Photo-based point labeling data:
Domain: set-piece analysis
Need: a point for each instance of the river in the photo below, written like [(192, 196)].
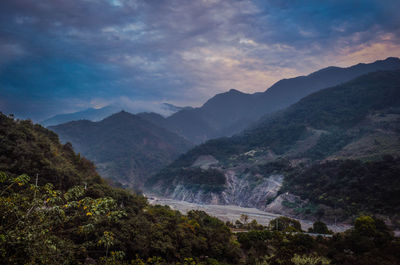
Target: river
[(231, 212)]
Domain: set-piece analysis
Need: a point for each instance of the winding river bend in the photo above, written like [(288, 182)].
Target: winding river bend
[(231, 212)]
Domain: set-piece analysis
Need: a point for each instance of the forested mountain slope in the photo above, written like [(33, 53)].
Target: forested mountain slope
[(356, 120), (124, 146)]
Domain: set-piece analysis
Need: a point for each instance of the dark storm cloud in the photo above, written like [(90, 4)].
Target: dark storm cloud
[(69, 55)]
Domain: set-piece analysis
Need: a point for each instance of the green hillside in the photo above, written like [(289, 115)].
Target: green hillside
[(71, 216), (358, 120), (124, 147)]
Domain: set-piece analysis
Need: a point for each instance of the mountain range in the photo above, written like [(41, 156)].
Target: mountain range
[(124, 147), (231, 112), (356, 124), (133, 148)]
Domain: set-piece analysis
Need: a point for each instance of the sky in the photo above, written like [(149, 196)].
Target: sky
[(60, 56)]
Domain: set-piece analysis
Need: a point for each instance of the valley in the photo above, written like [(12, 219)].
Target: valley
[(232, 213)]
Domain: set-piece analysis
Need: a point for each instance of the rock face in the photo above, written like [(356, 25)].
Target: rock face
[(239, 190)]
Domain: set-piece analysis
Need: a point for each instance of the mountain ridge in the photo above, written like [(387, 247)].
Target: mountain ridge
[(124, 146), (356, 120), (230, 112)]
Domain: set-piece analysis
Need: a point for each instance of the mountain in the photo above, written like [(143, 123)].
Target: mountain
[(358, 120), (123, 146), (171, 108), (56, 209), (88, 114), (228, 113)]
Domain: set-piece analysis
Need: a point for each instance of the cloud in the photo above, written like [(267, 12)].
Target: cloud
[(66, 55)]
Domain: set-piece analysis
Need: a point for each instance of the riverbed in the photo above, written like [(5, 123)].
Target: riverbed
[(231, 212)]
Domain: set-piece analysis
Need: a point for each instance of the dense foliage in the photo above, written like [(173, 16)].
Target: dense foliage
[(320, 126), (351, 186)]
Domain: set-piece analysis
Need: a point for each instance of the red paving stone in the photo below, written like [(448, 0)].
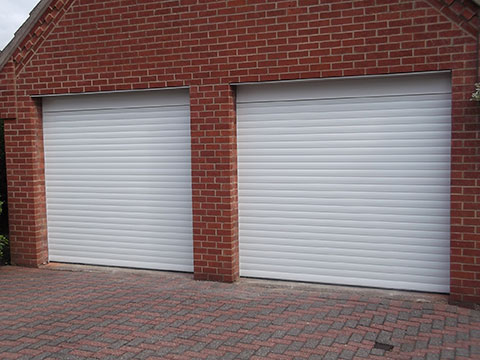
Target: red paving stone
[(75, 312)]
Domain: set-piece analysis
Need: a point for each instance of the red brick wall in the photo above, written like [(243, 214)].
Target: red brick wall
[(93, 45)]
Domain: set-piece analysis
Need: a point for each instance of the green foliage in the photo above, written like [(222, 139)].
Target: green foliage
[(476, 93)]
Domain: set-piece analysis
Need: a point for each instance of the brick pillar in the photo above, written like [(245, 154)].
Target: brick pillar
[(465, 191), (214, 183), (26, 184)]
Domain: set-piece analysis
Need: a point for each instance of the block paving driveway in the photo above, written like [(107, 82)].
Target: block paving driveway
[(74, 312)]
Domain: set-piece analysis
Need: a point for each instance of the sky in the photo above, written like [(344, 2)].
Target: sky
[(12, 15)]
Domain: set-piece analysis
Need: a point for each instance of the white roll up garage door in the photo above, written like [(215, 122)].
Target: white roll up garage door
[(118, 179), (346, 181)]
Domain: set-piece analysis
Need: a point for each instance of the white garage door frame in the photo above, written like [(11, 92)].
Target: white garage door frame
[(118, 179), (346, 180)]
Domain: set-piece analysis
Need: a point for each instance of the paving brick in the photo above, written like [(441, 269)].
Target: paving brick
[(159, 316)]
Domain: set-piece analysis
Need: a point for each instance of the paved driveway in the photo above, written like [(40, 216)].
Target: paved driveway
[(102, 313)]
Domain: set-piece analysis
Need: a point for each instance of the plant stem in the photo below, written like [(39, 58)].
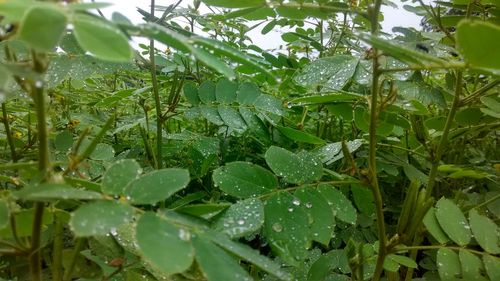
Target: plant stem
[(443, 141), (68, 273), (57, 250), (373, 12), (437, 247), (436, 157), (38, 95), (10, 141), (156, 94)]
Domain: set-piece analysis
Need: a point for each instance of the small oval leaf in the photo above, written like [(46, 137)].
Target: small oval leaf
[(163, 245), (156, 186), (100, 218)]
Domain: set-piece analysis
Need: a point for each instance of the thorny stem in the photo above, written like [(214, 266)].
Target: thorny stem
[(373, 13), (156, 94), (436, 157), (10, 141), (38, 95)]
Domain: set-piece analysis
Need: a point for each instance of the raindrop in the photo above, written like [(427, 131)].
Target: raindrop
[(277, 227)]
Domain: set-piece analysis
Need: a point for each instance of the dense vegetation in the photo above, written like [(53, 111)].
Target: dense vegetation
[(350, 154)]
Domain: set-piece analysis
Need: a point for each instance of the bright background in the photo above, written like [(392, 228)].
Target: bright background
[(272, 40)]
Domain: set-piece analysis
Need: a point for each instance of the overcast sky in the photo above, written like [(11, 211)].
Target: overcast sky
[(392, 17)]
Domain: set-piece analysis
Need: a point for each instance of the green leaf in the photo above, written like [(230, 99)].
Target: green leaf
[(214, 62), (322, 267), (54, 191), (232, 118), (406, 55), (103, 151), (165, 246), (243, 218), (243, 180), (63, 141), (492, 266), (102, 39), (485, 232), (119, 175), (191, 93), (421, 92), (286, 227), (325, 98), (433, 226), (248, 93), (4, 214), (299, 136), (448, 265), (224, 49), (294, 168), (363, 198), (403, 260), (234, 4), (157, 186), (42, 27), (453, 221), (332, 152), (225, 91), (100, 218), (205, 211), (341, 207), (479, 44), (333, 73), (13, 11), (206, 92), (472, 266), (269, 104), (319, 212), (120, 95), (252, 256), (211, 114), (215, 263)]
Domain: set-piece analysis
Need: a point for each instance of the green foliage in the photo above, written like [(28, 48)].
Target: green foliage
[(219, 160)]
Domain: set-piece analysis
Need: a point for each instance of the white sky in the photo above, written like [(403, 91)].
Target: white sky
[(392, 17)]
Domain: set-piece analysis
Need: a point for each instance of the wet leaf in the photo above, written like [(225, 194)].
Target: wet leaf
[(54, 191), (103, 151), (333, 73), (101, 38), (322, 221), (492, 266), (294, 168), (100, 218), (453, 221), (242, 218), (232, 118), (472, 266), (243, 180), (448, 263), (252, 256), (215, 263), (119, 175), (299, 136), (42, 27), (485, 232), (190, 91), (157, 186), (341, 207), (165, 246), (432, 225), (286, 227), (248, 93), (225, 91)]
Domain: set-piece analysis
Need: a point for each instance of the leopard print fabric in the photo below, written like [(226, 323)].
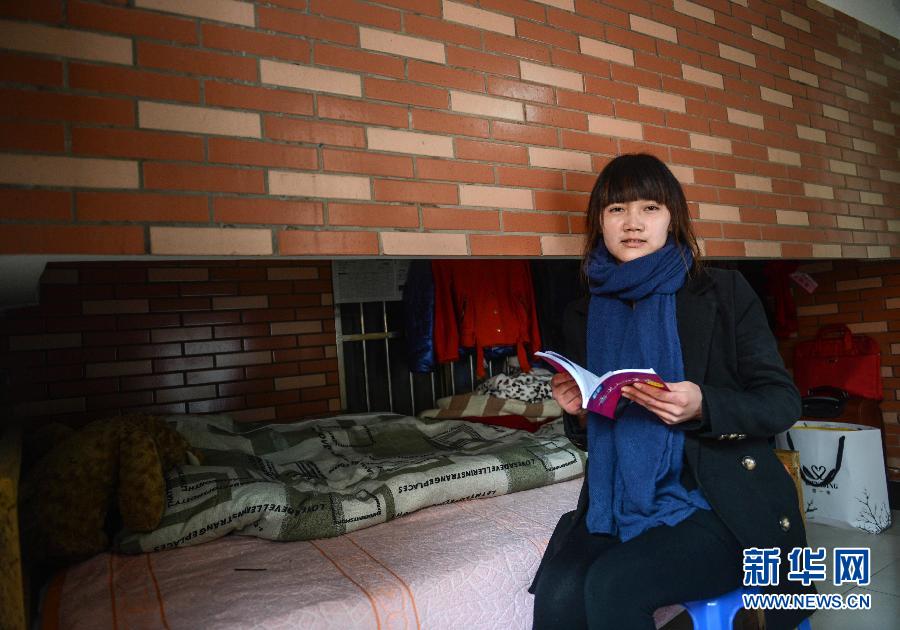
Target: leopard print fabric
[(529, 387)]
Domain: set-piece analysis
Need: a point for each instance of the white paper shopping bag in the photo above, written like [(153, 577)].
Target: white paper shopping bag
[(842, 467)]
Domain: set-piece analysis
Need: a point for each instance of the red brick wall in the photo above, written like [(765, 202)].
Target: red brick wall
[(253, 339), (438, 127), (866, 297)]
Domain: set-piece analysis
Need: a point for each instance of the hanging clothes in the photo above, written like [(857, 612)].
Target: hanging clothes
[(418, 311), (778, 273), (481, 303)]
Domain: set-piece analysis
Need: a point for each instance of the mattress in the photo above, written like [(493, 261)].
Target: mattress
[(461, 565)]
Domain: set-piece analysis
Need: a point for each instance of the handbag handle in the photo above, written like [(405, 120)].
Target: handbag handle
[(837, 330), (808, 476)]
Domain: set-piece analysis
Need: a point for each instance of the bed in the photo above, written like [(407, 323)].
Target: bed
[(465, 563)]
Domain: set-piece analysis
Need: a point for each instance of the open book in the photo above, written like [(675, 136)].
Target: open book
[(601, 394)]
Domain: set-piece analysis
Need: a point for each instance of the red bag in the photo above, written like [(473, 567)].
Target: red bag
[(838, 358)]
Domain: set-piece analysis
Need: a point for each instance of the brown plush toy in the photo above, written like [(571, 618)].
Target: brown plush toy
[(69, 492)]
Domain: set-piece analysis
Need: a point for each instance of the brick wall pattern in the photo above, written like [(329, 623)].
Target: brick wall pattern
[(254, 339), (438, 127)]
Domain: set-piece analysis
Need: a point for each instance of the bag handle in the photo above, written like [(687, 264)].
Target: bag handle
[(837, 330), (807, 475)]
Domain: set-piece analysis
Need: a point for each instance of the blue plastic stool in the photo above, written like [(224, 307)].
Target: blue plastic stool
[(718, 613)]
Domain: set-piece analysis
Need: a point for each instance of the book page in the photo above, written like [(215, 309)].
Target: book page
[(606, 396), (587, 381)]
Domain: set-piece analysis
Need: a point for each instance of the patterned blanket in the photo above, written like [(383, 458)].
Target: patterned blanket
[(323, 478)]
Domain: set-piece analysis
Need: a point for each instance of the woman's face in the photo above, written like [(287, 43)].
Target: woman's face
[(635, 228)]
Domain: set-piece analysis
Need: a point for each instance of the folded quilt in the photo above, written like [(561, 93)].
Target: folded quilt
[(470, 405), (322, 478)]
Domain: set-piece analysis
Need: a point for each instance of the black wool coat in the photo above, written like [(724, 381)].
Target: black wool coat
[(748, 397)]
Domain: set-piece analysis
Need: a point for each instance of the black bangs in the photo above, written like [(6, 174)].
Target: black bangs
[(633, 177)]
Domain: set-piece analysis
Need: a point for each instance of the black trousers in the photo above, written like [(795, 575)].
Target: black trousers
[(596, 581)]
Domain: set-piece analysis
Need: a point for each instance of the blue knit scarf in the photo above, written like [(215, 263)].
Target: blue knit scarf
[(635, 461)]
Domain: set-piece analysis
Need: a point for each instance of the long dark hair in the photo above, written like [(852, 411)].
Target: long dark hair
[(637, 176)]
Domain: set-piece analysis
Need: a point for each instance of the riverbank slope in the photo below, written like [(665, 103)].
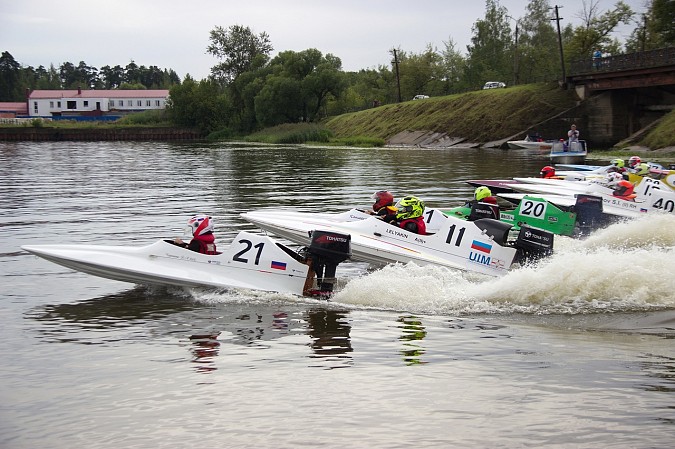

Exercise instructions - Reproduce the data word for word, starting with its first line and going on through the line with "[(232, 213)]", both included. Leave out the picture.

Answer to the problem -
Domain: set-piece analysis
Need: a point for each instance of the river in the photo below, written like [(192, 196)].
Target: river
[(231, 212)]
Domain: set-piece analysis
Need: a point for each instance of the winding river bend in the photo above, written like [(288, 182)].
Target: winding river bend
[(231, 212)]
Domain: set-piece analysis
Need: a point for each instance of the forested mountain slope in the photo above, written like [(33, 53)].
Target: forested mountain slope
[(356, 120), (124, 146)]
Domain: set-piece analysis
Need: a point for each instance of the dark storm cloud in the photo above, written like [(90, 4)].
Target: dark storm cloud
[(69, 55)]
Domain: set-piece analysis
Need: a point for each instance of the green hillside in the photo above, written like [(289, 115)].
Target: green hillside
[(71, 216), (358, 120), (124, 147)]
Domain: set-piece analysis
Need: a point for each instance of the mountain range in the photo above, written like [(41, 156)].
Target: mountain range
[(124, 147), (231, 112), (356, 124), (133, 148)]
Domain: set-piece analysis
Need: a point for each instance of the sky in the photo above, written like [(149, 196)].
Target: sky
[(60, 56)]
Domain: set-piece analysis
Need: a point for each instance of the valley in the photo above, written like [(12, 219)].
Target: valley
[(232, 213)]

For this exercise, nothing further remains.